> [RECORDS FOR THIS EXERCISE]
┄┄┄┄┄┄

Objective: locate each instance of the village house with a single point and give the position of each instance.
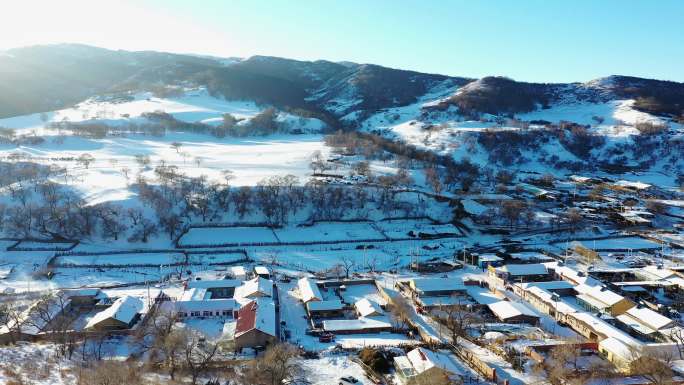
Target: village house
(366, 308)
(262, 271)
(513, 312)
(199, 302)
(308, 290)
(430, 293)
(218, 288)
(601, 299)
(423, 366)
(325, 309)
(255, 288)
(644, 322)
(512, 273)
(123, 314)
(357, 326)
(436, 287)
(256, 324)
(238, 272)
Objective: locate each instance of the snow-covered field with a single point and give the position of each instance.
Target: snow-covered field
(634, 243)
(201, 236)
(195, 105)
(330, 232)
(150, 259)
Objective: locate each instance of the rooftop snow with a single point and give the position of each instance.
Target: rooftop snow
(123, 309)
(427, 285)
(525, 269)
(308, 290)
(359, 324)
(507, 309)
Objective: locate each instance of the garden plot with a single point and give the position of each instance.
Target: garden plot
(43, 246)
(634, 243)
(129, 259)
(331, 232)
(400, 229)
(207, 236)
(322, 260)
(216, 258)
(354, 293)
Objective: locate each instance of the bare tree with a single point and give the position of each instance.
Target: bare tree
(176, 146)
(654, 367)
(85, 160)
(276, 367)
(347, 265)
(401, 311)
(197, 353)
(457, 317)
(109, 373)
(10, 319)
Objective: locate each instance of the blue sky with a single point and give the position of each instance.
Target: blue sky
(528, 40)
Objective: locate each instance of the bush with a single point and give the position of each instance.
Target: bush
(375, 359)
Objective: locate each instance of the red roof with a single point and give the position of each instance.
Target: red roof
(246, 318)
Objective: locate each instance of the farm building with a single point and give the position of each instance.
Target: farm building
(601, 299)
(262, 271)
(366, 308)
(218, 288)
(513, 312)
(83, 297)
(199, 302)
(123, 314)
(357, 326)
(325, 309)
(422, 366)
(255, 288)
(643, 321)
(256, 324)
(532, 272)
(486, 260)
(308, 290)
(238, 272)
(436, 287)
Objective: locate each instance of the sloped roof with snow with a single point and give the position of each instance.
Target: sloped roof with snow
(524, 269)
(649, 317)
(356, 324)
(573, 275)
(214, 283)
(474, 208)
(427, 285)
(367, 308)
(507, 309)
(334, 304)
(308, 290)
(123, 309)
(600, 294)
(255, 286)
(259, 314)
(422, 359)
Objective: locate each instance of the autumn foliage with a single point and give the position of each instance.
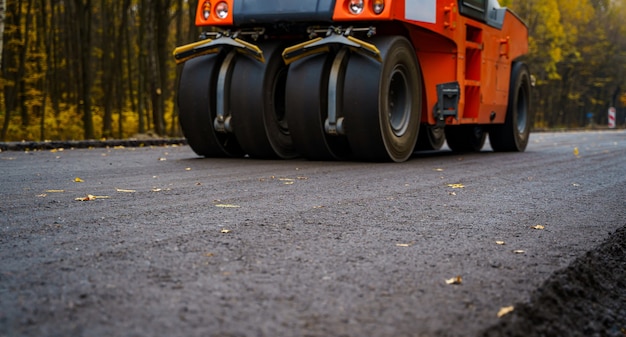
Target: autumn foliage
(89, 69)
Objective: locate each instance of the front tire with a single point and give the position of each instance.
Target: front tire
(513, 135)
(197, 108)
(382, 102)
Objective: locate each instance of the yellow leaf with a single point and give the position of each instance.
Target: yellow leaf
(505, 310)
(90, 197)
(455, 280)
(227, 206)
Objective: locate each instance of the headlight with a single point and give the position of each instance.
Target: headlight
(356, 6)
(378, 6)
(221, 10)
(206, 10)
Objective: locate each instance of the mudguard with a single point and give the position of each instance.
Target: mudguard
(247, 12)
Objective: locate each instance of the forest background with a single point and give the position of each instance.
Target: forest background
(93, 69)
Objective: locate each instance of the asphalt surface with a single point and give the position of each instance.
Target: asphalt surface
(169, 244)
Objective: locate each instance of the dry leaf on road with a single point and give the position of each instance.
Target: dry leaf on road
(227, 206)
(455, 280)
(505, 310)
(90, 197)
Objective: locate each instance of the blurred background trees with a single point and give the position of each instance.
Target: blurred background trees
(85, 69)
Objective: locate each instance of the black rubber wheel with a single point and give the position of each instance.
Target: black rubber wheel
(382, 102)
(196, 107)
(514, 133)
(431, 137)
(257, 102)
(307, 107)
(465, 138)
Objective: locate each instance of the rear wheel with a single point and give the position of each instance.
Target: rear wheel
(197, 110)
(465, 138)
(307, 99)
(514, 133)
(257, 102)
(382, 101)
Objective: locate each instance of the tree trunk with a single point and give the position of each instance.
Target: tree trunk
(2, 15)
(84, 33)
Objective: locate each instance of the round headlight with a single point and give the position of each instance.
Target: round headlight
(221, 10)
(378, 6)
(356, 6)
(206, 10)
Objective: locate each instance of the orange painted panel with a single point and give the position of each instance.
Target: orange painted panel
(213, 19)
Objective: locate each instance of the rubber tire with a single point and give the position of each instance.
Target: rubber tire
(196, 108)
(465, 138)
(257, 99)
(513, 135)
(369, 127)
(307, 109)
(430, 138)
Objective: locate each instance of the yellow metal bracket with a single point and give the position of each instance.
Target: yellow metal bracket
(322, 45)
(213, 46)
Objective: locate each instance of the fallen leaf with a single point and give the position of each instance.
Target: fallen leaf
(455, 280)
(90, 197)
(505, 310)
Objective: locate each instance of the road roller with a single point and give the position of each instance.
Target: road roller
(363, 80)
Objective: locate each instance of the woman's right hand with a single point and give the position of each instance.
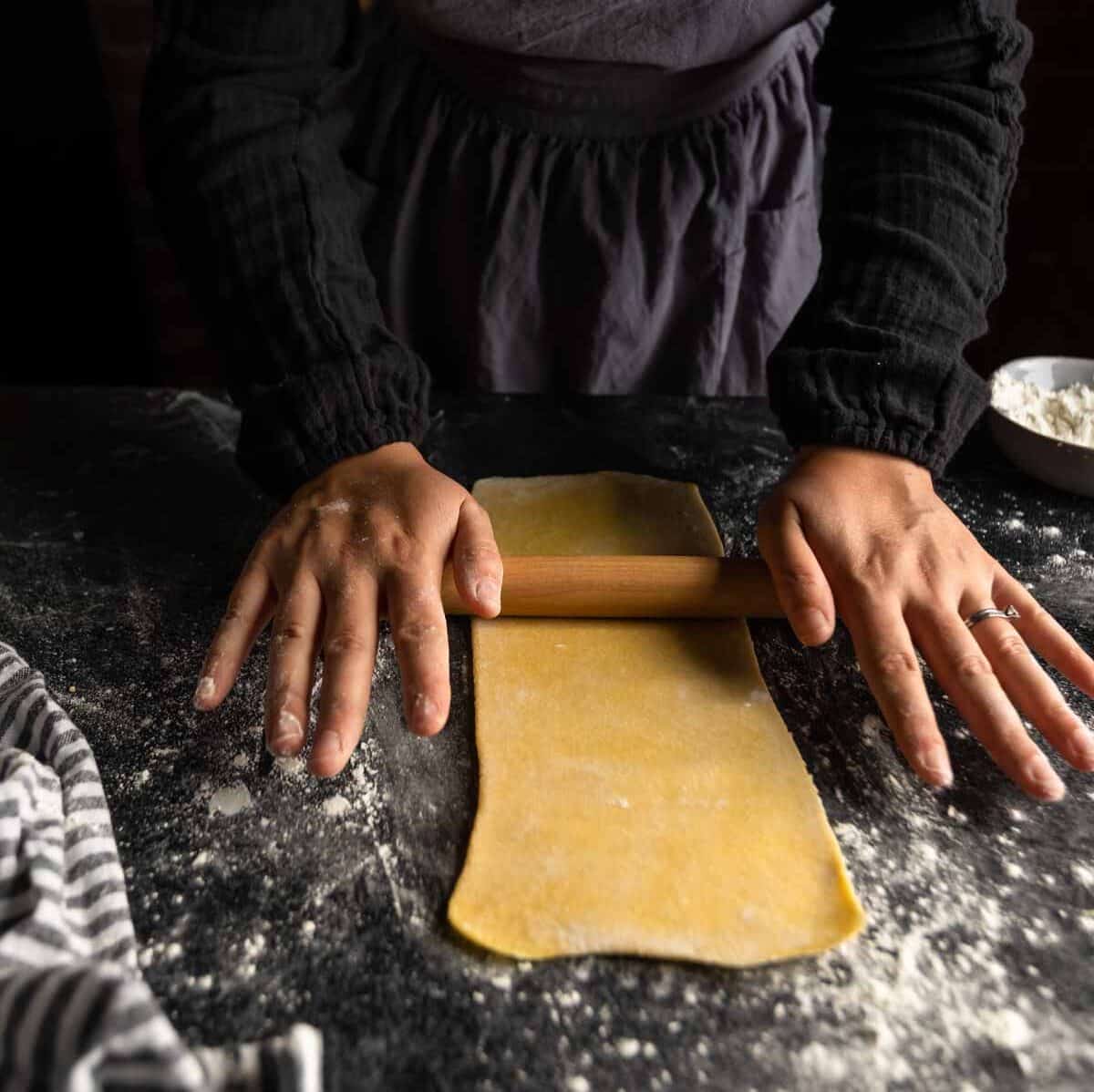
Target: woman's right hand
(367, 536)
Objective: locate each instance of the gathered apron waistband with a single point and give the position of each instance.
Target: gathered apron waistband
(593, 98)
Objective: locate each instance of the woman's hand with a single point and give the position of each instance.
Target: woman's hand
(865, 534)
(369, 535)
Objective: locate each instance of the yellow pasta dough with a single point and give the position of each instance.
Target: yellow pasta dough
(638, 790)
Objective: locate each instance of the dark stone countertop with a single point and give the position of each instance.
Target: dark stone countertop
(123, 525)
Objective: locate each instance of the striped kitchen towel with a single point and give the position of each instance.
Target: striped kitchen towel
(75, 1012)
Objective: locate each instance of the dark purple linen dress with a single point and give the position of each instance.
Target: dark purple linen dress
(635, 213)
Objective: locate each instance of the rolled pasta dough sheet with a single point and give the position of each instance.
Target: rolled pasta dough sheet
(638, 790)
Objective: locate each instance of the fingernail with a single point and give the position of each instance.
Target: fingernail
(203, 692)
(287, 735)
(1045, 779)
(422, 713)
(327, 747)
(814, 623)
(488, 592)
(936, 767)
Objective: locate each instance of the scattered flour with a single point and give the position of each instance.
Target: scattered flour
(230, 800)
(336, 806)
(1067, 414)
(1083, 873)
(290, 765)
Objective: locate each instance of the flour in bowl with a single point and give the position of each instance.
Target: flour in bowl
(1067, 414)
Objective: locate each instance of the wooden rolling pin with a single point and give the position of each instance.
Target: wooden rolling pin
(640, 587)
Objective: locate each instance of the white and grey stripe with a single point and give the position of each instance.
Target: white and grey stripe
(75, 1014)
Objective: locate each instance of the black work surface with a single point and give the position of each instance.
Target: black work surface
(123, 525)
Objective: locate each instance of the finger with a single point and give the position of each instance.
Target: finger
(1044, 634)
(1033, 692)
(421, 647)
(800, 582)
(966, 675)
(349, 654)
(250, 607)
(294, 648)
(476, 561)
(889, 662)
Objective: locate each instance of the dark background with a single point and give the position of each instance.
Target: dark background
(93, 295)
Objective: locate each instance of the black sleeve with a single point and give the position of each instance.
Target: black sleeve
(243, 119)
(920, 162)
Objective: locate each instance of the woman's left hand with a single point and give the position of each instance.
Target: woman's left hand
(865, 535)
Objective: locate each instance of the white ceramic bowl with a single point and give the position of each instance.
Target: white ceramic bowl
(1065, 465)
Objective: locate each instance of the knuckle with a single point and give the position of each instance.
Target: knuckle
(803, 583)
(479, 554)
(1011, 647)
(346, 644)
(415, 632)
(232, 615)
(399, 550)
(1058, 713)
(290, 631)
(896, 664)
(971, 665)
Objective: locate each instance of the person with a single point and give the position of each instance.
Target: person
(716, 200)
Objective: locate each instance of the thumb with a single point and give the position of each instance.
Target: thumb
(800, 582)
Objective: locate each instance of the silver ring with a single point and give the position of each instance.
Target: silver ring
(991, 612)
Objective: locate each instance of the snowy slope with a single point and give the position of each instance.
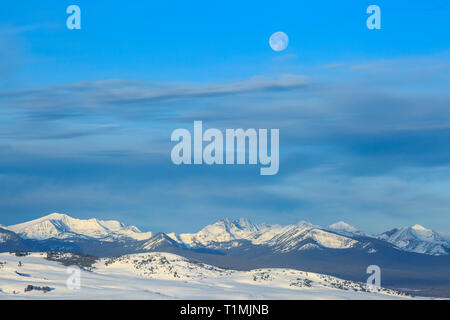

┄┄┄┄┄┄

> [YOUR INSTRUCTIONS] Count the lines in the records above that contain the word "village" and give only that number.

> [EXPECTED ANSWER] 2